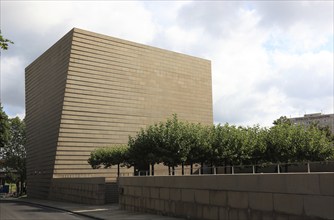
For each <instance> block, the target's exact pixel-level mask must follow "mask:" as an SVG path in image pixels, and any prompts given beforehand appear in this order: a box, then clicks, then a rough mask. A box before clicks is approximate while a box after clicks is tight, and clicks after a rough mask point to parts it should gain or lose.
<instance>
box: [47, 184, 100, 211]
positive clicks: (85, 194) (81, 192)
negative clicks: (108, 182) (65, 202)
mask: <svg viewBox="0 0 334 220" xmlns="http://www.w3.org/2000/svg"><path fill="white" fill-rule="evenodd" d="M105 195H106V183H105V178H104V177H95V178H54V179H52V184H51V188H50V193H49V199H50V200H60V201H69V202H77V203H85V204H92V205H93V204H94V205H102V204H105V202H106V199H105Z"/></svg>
------------------------------------------------
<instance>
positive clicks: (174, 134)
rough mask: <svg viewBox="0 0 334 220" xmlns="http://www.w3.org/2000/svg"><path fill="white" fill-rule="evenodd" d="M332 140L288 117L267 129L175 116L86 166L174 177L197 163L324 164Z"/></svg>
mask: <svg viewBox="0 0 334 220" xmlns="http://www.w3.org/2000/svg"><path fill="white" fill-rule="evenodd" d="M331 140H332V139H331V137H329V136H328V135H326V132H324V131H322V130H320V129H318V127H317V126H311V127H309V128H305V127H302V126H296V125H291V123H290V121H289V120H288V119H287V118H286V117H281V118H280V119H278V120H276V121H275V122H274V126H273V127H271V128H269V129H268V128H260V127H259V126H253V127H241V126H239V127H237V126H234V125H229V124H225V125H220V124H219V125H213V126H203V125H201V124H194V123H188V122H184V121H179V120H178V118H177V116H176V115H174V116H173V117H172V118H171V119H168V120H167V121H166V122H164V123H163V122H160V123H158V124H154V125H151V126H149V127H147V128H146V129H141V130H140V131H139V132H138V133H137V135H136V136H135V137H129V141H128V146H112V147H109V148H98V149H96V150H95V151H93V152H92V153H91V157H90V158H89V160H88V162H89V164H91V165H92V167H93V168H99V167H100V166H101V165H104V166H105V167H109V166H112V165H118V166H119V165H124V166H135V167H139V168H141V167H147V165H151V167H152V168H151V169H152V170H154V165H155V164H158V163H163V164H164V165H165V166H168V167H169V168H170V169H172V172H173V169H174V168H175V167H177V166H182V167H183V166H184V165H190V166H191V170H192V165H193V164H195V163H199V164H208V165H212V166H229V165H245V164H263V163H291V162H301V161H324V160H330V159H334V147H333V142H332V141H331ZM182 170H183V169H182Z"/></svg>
------------------------------------------------
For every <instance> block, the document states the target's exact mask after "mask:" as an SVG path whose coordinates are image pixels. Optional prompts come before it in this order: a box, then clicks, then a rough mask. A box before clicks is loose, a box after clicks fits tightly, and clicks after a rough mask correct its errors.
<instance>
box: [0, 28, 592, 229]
------------------------------------------------
Find all the lines with "positive" in the data and copy them.

> _Answer below_
positive clicks: (85, 194) (81, 192)
positive clicks: (174, 134)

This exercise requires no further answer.